Exercise:
Please print every one of the records below exactly as they appear, line for line.

Dataset:
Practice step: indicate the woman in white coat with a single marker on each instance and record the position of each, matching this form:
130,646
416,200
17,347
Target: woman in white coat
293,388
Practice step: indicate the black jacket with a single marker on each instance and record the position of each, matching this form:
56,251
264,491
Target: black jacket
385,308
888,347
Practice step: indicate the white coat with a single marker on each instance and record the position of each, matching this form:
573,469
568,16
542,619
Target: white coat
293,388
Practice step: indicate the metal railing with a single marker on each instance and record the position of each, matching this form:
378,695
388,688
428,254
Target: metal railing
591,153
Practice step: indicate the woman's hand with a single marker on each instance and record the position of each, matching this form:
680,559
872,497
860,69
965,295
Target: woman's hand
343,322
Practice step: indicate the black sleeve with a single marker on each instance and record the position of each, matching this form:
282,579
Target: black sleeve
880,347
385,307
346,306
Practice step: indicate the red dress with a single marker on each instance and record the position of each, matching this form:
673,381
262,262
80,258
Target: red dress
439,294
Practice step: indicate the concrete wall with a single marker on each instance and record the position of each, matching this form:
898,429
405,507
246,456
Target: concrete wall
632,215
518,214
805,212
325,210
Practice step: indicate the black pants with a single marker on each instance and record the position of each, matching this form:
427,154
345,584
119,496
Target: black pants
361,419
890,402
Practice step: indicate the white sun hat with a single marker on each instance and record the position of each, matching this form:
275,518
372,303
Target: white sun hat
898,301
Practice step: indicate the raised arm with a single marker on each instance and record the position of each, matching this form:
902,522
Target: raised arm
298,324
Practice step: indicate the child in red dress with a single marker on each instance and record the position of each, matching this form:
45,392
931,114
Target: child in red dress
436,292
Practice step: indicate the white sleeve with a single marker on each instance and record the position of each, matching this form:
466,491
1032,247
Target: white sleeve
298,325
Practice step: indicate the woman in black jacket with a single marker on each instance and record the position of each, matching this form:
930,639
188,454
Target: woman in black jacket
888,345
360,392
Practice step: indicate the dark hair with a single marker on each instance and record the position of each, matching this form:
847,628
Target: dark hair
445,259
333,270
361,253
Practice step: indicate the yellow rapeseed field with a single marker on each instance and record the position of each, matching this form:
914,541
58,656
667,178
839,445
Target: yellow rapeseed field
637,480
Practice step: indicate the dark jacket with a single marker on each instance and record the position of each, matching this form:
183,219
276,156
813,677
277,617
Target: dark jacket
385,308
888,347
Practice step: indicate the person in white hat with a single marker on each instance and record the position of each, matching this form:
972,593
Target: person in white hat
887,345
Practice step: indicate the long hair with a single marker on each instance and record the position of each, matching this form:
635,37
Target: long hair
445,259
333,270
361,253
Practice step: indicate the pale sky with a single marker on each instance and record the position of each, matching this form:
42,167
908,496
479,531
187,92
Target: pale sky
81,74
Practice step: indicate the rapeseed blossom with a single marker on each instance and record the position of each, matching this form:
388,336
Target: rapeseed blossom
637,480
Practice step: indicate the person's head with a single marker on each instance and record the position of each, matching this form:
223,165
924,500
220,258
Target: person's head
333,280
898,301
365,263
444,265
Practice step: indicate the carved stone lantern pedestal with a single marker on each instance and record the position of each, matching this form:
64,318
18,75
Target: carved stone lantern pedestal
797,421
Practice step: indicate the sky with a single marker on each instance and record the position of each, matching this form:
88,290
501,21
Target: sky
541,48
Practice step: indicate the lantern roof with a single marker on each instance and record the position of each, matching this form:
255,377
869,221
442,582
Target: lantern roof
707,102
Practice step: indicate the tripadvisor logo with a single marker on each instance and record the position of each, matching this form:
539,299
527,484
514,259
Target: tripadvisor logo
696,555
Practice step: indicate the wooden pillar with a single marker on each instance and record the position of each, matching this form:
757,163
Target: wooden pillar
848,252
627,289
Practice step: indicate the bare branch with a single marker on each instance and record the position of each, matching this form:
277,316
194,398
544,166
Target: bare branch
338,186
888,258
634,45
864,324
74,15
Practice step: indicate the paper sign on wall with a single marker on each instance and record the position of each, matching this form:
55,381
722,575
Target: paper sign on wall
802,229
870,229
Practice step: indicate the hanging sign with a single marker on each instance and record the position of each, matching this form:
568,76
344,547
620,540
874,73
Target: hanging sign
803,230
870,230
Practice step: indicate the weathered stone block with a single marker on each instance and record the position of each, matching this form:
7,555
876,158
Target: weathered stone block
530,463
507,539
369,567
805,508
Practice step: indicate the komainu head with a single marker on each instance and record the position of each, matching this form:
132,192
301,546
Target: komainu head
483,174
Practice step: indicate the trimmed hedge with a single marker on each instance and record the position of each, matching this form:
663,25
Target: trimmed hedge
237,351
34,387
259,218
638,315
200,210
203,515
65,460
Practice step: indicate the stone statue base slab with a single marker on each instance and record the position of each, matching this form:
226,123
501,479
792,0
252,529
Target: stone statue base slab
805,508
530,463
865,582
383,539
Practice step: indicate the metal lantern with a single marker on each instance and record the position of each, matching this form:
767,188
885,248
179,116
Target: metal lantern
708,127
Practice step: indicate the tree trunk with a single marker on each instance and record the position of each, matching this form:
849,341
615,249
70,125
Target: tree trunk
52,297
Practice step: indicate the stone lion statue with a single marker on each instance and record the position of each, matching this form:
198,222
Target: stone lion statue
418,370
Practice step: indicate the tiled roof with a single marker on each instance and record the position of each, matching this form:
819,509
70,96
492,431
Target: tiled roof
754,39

Exercise output:
Practice step: indicate the woman in white coat with a single marker on each instance and record the position of each, matching this form:
130,646
416,200
17,347
Target: woman in white coat
293,388
Practice step: indicate the black jacket with a single marker on each instance and record the position of each, matching this form:
56,251
264,491
Target: black jacket
385,308
888,347
Practice step: indicate the white coat with a single marker on each instance and record the position of each, matching this form:
573,469
568,16
542,619
Target: white coat
293,388
Practice step: indicate the metal railing with a single marker on each instance and record the position of each, matching this form:
378,695
388,688
428,254
Target: metal railing
591,153
Practice step: indicate the woman's hand with a single marker on each instance and record the position of each, matching this form:
680,559
872,497
860,69
965,295
Target: woman's hand
343,322
Practice step: indicate the black sleeve with a single marker on each instance and record the position of each, matching this form:
282,579
Target: black sleeve
880,347
385,307
346,306
Practice step: indicate the red dress with a single marker on each instance and record the position of each, matching this form:
673,381
262,262
80,258
Target: red dress
439,294
Practice step: indicate the concrete wall with a single marker on each instance and record the position of each, matching this form:
898,429
405,507
246,456
Target: concrete wall
632,215
518,214
805,212
325,210
Practice step: indicate the black pants with a single marker on each instance and record the position of each, matching this form:
427,154
345,584
119,496
Target: black pants
361,419
890,402
Practice step: indicate the white sun hat with a single marker on each instance and record the position of each, matching this form:
275,518
372,303
Target: white sun hat
898,301
Practice step: indicate the raised arm with a single marker on each instance and record the position of each, matching this form:
902,522
Target: raised arm
298,324
Practice step: indicate the child in red dress with a single marker on each instance and record the position of each, matching this form:
45,392
931,114
Target: child in red dress
436,292
Practice step: indicate the white sleeve with a single marker on each instance and record the position of each, matching this form:
466,491
1032,247
Target: white sleeve
298,325
Practice step: indicate the woman in black jacket with a single marker on each instance and record the position of each, matching this form:
930,639
188,454
Target: woman in black jacket
888,345
360,392
Practice step: indicate the dark hair with a single marker on each instance and record the position of each, matching this form:
847,628
Target: dark hair
445,259
333,270
361,253
Practice step: indicate the yellow rapeseed field with a single marker on each instance and record the position of each, matching this form:
914,541
58,656
667,178
839,445
Target: yellow rapeseed field
637,480
Practice step: indicate the dark jacket with a single marker on each instance and record the position of each, matching this form:
183,219
276,156
813,677
277,617
Target: dark jacket
385,308
888,347
Practice step: indicate the person in white hat with a single marker on each instance and record the position of each, matching this form:
972,593
Target: person in white hat
887,345
Practice step: indicate the long hair with a single marker on each instance and record the position of each, matching this form:
635,37
Target: long hair
445,259
333,270
361,253
Practice step: indicate the pale sky with a single marker on each instance and record the position of each, matching this form:
42,167
908,496
479,531
187,92
Target: pale sky
81,74
Practice step: indicate the rapeseed blossom with a single marker on each instance and record the position of each, matching this form:
388,336
Target: rapeseed blossom
637,480
Practice step: indicate the person's head with a single marker on each instance and record the position of each, matching this form:
223,165
924,500
220,258
Target: person's head
333,280
898,301
365,263
444,265
Practice step: indicate the carved stone lantern pedestal with a single marker on each instance and record the position of each, matching this form:
64,318
18,75
Target: carved stone lantern pedestal
797,421
Practice step: indicate the sky with a single marker on each instance and record the position of each, matching this form:
88,290
501,21
Target: sky
541,48
Practice step: indicate the lantern roof with a single marker on each instance and record the position of each, matching this form:
255,377
869,221
442,582
Target: lantern roof
707,102
Practice step: indicate the tripadvisor logo with a single marker on each instance and record the position of each, matching this form:
539,299
527,484
514,259
Target: tripadvisor logo
696,555
Practice step: indicate the wooden pillar with a single marker on each instance and record the position of each, matching this form:
757,163
Target: wooden pillar
848,252
627,289
Practice step: indicate the bare branch with a single marker on each instance and record the position of each, matching this form:
277,316
194,398
544,166
Target: bare branch
338,186
888,258
634,45
864,324
74,15
Practice step: indicate the paper sign on wall with a single marker on each instance and record the position of each, matching this form:
55,381
722,575
Target: paper sign on wall
802,229
870,229
Practice step: indicate the hanging sign with a single marker on each instance and record the position of each, matching this form:
568,76
344,547
620,540
874,73
Target: hanging sign
803,230
870,230
Practice step: indicate the weathered stone block with a single marker on each instance and record the position of each, matching this form:
7,555
876,158
Target: weathered stone block
530,463
507,539
369,567
805,508
Practice step: indicate the komainu head with a single marker on each instance and record the position of each, matching this form:
132,192
301,546
Target: komainu head
483,174
Practice step: indicate the trimmed hedge with a single marker on each instance and record the position of each, matching this form:
663,25
Target: trimmed hedge
237,351
34,387
259,218
638,315
200,210
203,515
65,460
Practice step: indicate the stone statue base slab with a single marker on each instance and record the position of each, matching this form:
226,123
501,479
792,0
252,529
Target: stone statue base slab
805,508
530,463
865,582
383,539
Practice step: indicate the metal lantern with a single marker on each instance and record the position of each, matching this form:
767,188
885,248
179,116
Target: metal lantern
708,127
Practice step: indicate the tree trunk with a single marker on each instance and record the position of each, matching this form:
849,341
615,249
70,125
Target: tree trunk
52,297
Practice step: indicate the stone lion statue with a single marker on each instance and record the position of each, matching this form:
198,222
Target: stone lion statue
418,370
Practice step: indicate the tiled roof with a single marker on each instance and record the position of each, matching this form:
819,509
70,96
492,431
Target: tiled roof
754,39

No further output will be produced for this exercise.